*** Opening Input material ***

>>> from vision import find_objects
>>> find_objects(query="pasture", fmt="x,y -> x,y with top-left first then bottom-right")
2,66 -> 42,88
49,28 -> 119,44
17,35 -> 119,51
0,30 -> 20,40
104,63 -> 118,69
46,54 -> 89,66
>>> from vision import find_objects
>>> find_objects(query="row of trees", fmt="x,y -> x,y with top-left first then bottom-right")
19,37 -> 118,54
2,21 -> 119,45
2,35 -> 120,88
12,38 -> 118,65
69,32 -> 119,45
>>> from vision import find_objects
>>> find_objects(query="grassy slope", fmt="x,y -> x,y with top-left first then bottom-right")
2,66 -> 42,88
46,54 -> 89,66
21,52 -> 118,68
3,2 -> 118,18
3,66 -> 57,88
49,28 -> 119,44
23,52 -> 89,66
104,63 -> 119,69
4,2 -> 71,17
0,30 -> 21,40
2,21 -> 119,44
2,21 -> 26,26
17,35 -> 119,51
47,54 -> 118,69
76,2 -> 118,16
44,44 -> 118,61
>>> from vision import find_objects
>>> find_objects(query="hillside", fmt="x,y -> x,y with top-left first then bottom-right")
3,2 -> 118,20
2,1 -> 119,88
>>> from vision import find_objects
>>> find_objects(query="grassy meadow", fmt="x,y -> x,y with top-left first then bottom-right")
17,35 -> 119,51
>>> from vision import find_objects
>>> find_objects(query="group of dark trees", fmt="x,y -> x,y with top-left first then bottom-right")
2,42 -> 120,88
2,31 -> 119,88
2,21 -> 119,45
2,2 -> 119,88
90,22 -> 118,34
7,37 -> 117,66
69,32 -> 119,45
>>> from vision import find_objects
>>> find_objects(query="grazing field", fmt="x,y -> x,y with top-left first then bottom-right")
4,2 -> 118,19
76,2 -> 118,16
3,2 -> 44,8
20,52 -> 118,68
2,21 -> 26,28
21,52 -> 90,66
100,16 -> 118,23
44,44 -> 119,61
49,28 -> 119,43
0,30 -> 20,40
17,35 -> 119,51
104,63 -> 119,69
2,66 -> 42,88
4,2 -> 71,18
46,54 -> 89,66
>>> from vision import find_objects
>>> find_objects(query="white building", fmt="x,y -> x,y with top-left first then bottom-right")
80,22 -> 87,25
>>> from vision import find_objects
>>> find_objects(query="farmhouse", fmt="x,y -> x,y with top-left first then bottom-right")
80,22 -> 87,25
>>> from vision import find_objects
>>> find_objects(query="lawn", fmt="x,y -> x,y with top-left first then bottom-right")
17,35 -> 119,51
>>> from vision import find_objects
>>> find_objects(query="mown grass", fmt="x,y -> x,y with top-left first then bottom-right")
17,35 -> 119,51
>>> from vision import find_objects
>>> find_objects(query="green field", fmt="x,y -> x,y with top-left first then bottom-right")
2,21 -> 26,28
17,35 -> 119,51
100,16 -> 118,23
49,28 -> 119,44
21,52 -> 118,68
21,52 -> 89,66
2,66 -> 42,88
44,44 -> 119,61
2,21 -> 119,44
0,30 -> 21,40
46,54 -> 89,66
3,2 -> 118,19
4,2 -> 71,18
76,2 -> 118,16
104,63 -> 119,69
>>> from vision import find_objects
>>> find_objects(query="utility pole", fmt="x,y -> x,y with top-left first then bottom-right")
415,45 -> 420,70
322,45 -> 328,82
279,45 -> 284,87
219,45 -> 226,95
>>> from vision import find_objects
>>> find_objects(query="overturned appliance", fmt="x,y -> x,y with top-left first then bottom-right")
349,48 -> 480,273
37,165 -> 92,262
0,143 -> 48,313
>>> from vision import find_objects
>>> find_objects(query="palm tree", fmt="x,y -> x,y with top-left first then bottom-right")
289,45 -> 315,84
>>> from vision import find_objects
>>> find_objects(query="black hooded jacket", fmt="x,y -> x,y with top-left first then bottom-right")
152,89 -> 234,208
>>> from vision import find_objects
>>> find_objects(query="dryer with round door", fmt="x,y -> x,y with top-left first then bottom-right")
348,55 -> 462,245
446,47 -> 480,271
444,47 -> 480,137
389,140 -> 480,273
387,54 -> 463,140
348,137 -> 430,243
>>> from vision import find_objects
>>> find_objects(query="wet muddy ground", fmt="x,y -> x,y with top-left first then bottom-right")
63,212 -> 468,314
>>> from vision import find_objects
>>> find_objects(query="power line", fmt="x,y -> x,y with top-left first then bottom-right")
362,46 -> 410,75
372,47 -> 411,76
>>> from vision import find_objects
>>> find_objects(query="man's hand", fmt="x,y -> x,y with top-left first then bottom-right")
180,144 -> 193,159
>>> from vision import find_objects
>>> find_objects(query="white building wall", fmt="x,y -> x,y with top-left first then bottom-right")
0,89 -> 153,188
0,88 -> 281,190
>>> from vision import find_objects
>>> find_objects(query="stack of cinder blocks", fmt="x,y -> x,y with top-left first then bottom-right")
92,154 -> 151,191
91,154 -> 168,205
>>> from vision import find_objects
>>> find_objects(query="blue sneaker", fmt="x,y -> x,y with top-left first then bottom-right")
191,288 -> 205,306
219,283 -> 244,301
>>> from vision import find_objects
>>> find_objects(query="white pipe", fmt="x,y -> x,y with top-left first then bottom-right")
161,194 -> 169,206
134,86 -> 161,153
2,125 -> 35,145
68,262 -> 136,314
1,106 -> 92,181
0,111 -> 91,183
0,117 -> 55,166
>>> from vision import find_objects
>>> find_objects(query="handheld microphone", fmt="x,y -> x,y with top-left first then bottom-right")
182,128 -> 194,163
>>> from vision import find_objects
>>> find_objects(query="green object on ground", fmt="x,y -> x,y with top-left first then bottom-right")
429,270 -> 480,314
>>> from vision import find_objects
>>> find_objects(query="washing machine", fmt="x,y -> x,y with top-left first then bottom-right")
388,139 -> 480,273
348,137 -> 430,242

*** Closing Input material ***

* **Your objective**
Line by line, reproduce the records above exactly.

* **Task solution**
>>> from vision import find_objects
>>> find_objects(query="pasture", fmt="x,y -> x,y with top-left first then bottom-right")
2,66 -> 42,88
49,28 -> 119,44
17,35 -> 119,51
0,30 -> 20,40
104,63 -> 118,69
46,54 -> 89,66
>>> from vision import find_objects
>>> find_objects(query="row of trees", fmt="x,y -> x,y with top-left first then bottom-right")
19,37 -> 118,54
2,21 -> 119,45
2,35 -> 120,88
12,38 -> 118,65
69,32 -> 119,45
>>> from vision import find_objects
>>> find_objects(query="grassy slope", fmt="x,y -> x,y with top-left first then bottom-right")
2,66 -> 42,88
46,54 -> 89,66
21,52 -> 118,68
3,2 -> 118,18
3,66 -> 57,88
49,28 -> 119,44
23,52 -> 89,66
104,63 -> 119,69
4,2 -> 71,17
0,30 -> 21,40
2,21 -> 119,44
2,21 -> 26,26
17,35 -> 119,51
47,54 -> 118,69
76,2 -> 118,16
44,44 -> 118,61
>>> from vision import find_objects
>>> find_objects(query="hillside", fmt="x,y -> x,y with top-left first then bottom-right")
3,2 -> 118,20
2,1 -> 119,88
>>> from vision import find_objects
>>> find_objects(query="grassy meadow", fmt="x,y -> x,y with top-left first then bottom-right")
17,35 -> 119,51
>>> from vision import find_objects
>>> find_objects(query="group of dark trees", fmt="x,y -> x,y with top-left first then bottom-right")
2,42 -> 120,88
2,31 -> 119,88
2,21 -> 119,45
2,2 -> 119,88
90,22 -> 118,34
7,37 -> 117,66
69,32 -> 119,45
>>> from vision import find_objects
>>> find_objects(query="grazing field", fmt="x,y -> x,y with top-left first then bottom-right")
4,2 -> 118,19
76,2 -> 118,16
3,2 -> 44,8
20,52 -> 118,68
2,21 -> 26,28
21,52 -> 90,66
100,16 -> 118,23
44,44 -> 119,61
49,28 -> 119,43
0,30 -> 20,40
17,35 -> 119,51
104,63 -> 119,69
2,66 -> 42,88
4,2 -> 71,18
46,54 -> 89,66
>>> from vision import find_objects
>>> find_objects(query="white building", fmt="x,y -> x,y with top-left first then bottom-right")
80,22 -> 87,25
>>> from vision import find_objects
>>> find_objects(query="farmhouse", fmt="x,y -> x,y with top-left first then bottom-right")
80,22 -> 87,25
>>> from vision import find_objects
>>> find_objects(query="lawn", fmt="x,y -> x,y with top-left first then bottom-right")
17,35 -> 119,51
>>> from vision import find_objects
>>> find_objects(query="mown grass", fmt="x,y -> x,y with top-left first then bottom-right")
17,35 -> 119,51
>>> from vision import find_objects
>>> find_objects(query="green field", fmt="x,y -> x,y with top-left first then bottom-right")
2,21 -> 26,28
17,35 -> 119,51
100,16 -> 118,23
49,28 -> 119,44
21,52 -> 118,68
21,52 -> 89,66
2,66 -> 42,88
44,44 -> 119,61
2,21 -> 119,44
0,30 -> 21,40
46,54 -> 89,66
3,2 -> 118,19
4,2 -> 71,18
76,2 -> 118,16
104,63 -> 119,69
>>> from vision import find_objects
>>> find_objects(query="utility pole", fmt="x,y -> x,y with top-left first then bottom-right")
415,45 -> 420,70
322,45 -> 328,82
279,45 -> 284,87
219,45 -> 226,95
>>> from vision import find_objects
>>> find_objects(query="overturned appliance", fmt="x,y -> x,y with top-left first then bottom-right")
349,48 -> 480,273
37,165 -> 92,262
0,143 -> 48,313
>>> from vision import find_objects
>>> find_objects(query="palm tree", fmt="x,y -> x,y with top-left first then bottom-right")
289,45 -> 315,84
>>> from vision import find_objects
>>> find_objects(query="black hooded jacket", fmt="x,y -> x,y with top-left first then bottom-right")
152,89 -> 234,208
>>> from vision import find_objects
>>> find_objects(query="dryer with round door", fmt="x,y -> x,y with top-left first then bottom-right")
348,55 -> 462,245
446,47 -> 480,271
444,47 -> 480,137
389,140 -> 480,273
387,54 -> 463,140
348,137 -> 430,243
>>> from vision import find_objects
>>> find_objects(query="wet muddy ground", fmt="x,y -> x,y with top-left first then bottom-right")
63,212 -> 468,314
>>> from vision import find_objects
>>> find_objects(query="power line", fmt="x,y -> x,y with top-left first then bottom-right")
362,46 -> 410,75
372,47 -> 411,76
>>> from vision import find_objects
>>> find_objects(query="man's hand", fmt="x,y -> x,y with top-left first then bottom-right")
180,144 -> 193,159
>>> from vision import find_objects
>>> find_objects(query="white building wall", fmt="x,y -> x,y with top-left first then bottom-right")
0,89 -> 153,188
0,88 -> 281,190
>>> from vision import find_objects
>>> find_objects(query="stack of cinder blocks", fmt="x,y -> x,y with top-left first then bottom-right")
92,154 -> 151,191
91,154 -> 168,205
>>> from vision import find_objects
>>> find_objects(query="blue sneaker", fmt="x,y -> x,y with top-left first then bottom-right")
191,288 -> 205,306
219,283 -> 244,301
>>> from vision import find_objects
>>> find_objects(query="white pipe", fmt="x,y -> x,y with top-left first then bottom-right")
161,194 -> 169,206
134,86 -> 161,153
2,125 -> 35,145
68,262 -> 136,314
1,106 -> 92,181
0,111 -> 91,183
0,117 -> 55,166
>>> from vision import find_objects
>>> find_objects(query="handheld microphone", fmt="x,y -> x,y with top-left first then bottom-right")
182,128 -> 194,163
>>> from vision import find_objects
>>> find_objects(query="green object on ground", fmt="x,y -> x,y with top-left first then bottom-right")
429,270 -> 480,314
>>> from vision import find_objects
>>> find_objects(query="washing machine", fmt="x,y -> x,y with top-left first then bottom-right")
388,139 -> 480,273
348,137 -> 430,242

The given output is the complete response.